Activity
All of the material must be duplicated exactly, line by line.

Entries provided
····················

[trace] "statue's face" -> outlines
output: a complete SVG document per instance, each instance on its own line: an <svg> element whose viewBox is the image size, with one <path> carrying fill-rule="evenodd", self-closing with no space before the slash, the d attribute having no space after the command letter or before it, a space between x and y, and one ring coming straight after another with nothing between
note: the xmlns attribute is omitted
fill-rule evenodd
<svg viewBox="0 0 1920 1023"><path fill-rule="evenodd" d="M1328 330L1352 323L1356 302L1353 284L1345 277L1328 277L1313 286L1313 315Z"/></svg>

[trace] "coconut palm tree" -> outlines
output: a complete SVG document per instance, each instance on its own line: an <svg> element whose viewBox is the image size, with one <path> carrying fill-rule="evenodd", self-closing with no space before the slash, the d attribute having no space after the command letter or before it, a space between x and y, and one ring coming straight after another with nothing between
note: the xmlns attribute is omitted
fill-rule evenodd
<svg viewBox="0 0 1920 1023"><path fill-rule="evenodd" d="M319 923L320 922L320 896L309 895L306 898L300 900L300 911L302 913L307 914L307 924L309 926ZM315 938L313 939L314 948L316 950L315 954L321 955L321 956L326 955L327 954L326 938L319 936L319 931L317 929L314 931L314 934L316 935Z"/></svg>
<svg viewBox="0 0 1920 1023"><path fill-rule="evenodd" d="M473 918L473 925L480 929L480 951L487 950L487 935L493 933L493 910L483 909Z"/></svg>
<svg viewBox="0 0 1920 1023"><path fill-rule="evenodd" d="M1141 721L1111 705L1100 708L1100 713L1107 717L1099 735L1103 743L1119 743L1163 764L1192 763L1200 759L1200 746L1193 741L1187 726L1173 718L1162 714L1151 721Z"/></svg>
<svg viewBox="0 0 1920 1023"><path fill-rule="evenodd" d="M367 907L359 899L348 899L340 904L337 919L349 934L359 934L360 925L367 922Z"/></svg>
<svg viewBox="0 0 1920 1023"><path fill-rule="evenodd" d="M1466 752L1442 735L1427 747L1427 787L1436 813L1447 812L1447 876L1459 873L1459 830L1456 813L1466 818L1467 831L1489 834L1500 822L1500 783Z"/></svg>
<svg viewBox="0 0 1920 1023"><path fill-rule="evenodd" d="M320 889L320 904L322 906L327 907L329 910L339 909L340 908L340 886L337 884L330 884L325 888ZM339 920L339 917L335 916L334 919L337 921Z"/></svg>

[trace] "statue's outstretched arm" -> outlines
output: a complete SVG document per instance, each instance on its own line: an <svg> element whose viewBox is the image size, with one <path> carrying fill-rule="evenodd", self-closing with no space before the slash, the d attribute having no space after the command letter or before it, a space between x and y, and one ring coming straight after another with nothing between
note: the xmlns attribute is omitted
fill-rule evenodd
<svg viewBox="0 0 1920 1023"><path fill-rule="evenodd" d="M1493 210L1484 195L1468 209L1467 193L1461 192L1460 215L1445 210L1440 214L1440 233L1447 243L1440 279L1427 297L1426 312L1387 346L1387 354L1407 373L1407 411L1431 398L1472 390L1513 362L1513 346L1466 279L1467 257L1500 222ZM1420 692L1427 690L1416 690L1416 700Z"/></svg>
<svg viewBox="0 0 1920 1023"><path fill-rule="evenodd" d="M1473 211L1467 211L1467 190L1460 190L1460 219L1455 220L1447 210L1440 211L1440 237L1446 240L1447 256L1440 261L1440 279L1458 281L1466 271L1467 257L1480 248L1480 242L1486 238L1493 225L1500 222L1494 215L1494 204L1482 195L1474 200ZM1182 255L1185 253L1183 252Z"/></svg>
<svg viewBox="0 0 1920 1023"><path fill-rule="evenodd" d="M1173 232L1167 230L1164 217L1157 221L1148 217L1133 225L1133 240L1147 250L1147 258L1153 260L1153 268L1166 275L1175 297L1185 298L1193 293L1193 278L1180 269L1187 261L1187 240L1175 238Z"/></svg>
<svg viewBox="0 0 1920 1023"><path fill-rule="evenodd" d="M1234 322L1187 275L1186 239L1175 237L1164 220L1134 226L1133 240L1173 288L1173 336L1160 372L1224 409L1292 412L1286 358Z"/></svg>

····················

Your response
[trace] "statue's face" -> outlines
output: a complete SVG document per instance, each instance on its own line: an <svg> element whose viewBox is the image size, with one <path> carrying fill-rule="evenodd", self-closing with no space before the slash, the d attribute having no space after the command letter or before it, a space between x and y, and one ring coming straight after another with nothing between
note: the xmlns attribute is omitted
fill-rule evenodd
<svg viewBox="0 0 1920 1023"><path fill-rule="evenodd" d="M1328 330L1352 323L1356 302L1353 284L1345 277L1328 277L1313 286L1313 315Z"/></svg>

[trace] "coconut palm tree" -> outlines
output: a complete SVG document per instance, each instance on its own line: an <svg> element whose viewBox is the image size, with one <path> carrying fill-rule="evenodd", self-closing with no space before the slash, the d attribute having no space after the command letter or before it, a space between x and y, and one ring coming straight after another with nothing between
note: the xmlns attribute is omitted
fill-rule evenodd
<svg viewBox="0 0 1920 1023"><path fill-rule="evenodd" d="M319 923L320 922L320 896L309 895L306 898L300 900L300 911L302 913L307 914L307 924L309 926ZM315 938L313 939L314 948L316 950L315 954L321 955L321 956L326 955L327 954L326 938L319 936L319 931L317 929L314 931L314 934L316 935Z"/></svg>
<svg viewBox="0 0 1920 1023"><path fill-rule="evenodd" d="M473 918L473 925L480 929L480 951L487 950L487 935L493 933L493 910L483 909Z"/></svg>
<svg viewBox="0 0 1920 1023"><path fill-rule="evenodd" d="M1141 721L1111 705L1100 708L1100 713L1107 717L1099 735L1103 743L1119 743L1163 764L1192 763L1200 759L1200 746L1193 741L1187 726L1173 718L1162 714L1151 721Z"/></svg>
<svg viewBox="0 0 1920 1023"><path fill-rule="evenodd" d="M367 907L359 899L348 899L340 904L337 919L349 934L359 934L360 925L367 922Z"/></svg>
<svg viewBox="0 0 1920 1023"><path fill-rule="evenodd" d="M1466 752L1442 735L1427 747L1427 787L1436 813L1447 812L1447 876L1459 873L1459 830L1456 813L1466 818L1467 831L1489 834L1500 822L1500 783Z"/></svg>
<svg viewBox="0 0 1920 1023"><path fill-rule="evenodd" d="M320 889L320 904L322 906L327 907L329 910L339 909L340 908L340 886L337 884L330 884L325 888ZM339 920L339 917L335 916L334 919L337 921Z"/></svg>

[trace] "statue's outstretched arm" -> outlines
output: a complete SVG document per instance, each instance on its own line: an <svg> element whose viewBox is the image size, with one <path> carrying fill-rule="evenodd", self-closing with no space before the slash, the d attribute having no space after the command letter or before it, a space between x and y, and one ring coming straight after another with nothing between
note: the xmlns attribute is omitted
fill-rule evenodd
<svg viewBox="0 0 1920 1023"><path fill-rule="evenodd" d="M1493 210L1484 195L1468 209L1467 193L1461 192L1460 215L1445 210L1440 214L1440 233L1447 243L1440 279L1427 297L1426 312L1387 346L1387 354L1407 373L1407 411L1431 398L1472 390L1513 362L1513 346L1466 279L1467 257L1500 222ZM1420 692L1427 690L1416 690L1416 700Z"/></svg>
<svg viewBox="0 0 1920 1023"><path fill-rule="evenodd" d="M1473 211L1467 211L1467 190L1460 190L1460 219L1455 220L1447 210L1440 211L1440 237L1446 240L1447 256L1440 261L1440 279L1458 281L1466 271L1467 257L1480 248L1480 242L1486 238L1493 225L1500 222L1494 215L1494 204L1482 195L1474 200ZM1182 255L1185 253L1183 252Z"/></svg>
<svg viewBox="0 0 1920 1023"><path fill-rule="evenodd" d="M1173 232L1167 230L1164 217L1157 221L1148 217L1133 225L1133 240L1147 250L1147 258L1153 260L1153 268L1166 275L1175 297L1185 298L1193 293L1193 278L1180 269L1187 261L1187 240L1175 238Z"/></svg>
<svg viewBox="0 0 1920 1023"><path fill-rule="evenodd" d="M1234 322L1187 275L1186 239L1175 237L1164 220L1134 226L1133 240L1173 288L1173 336L1160 372L1224 409L1292 412L1286 358Z"/></svg>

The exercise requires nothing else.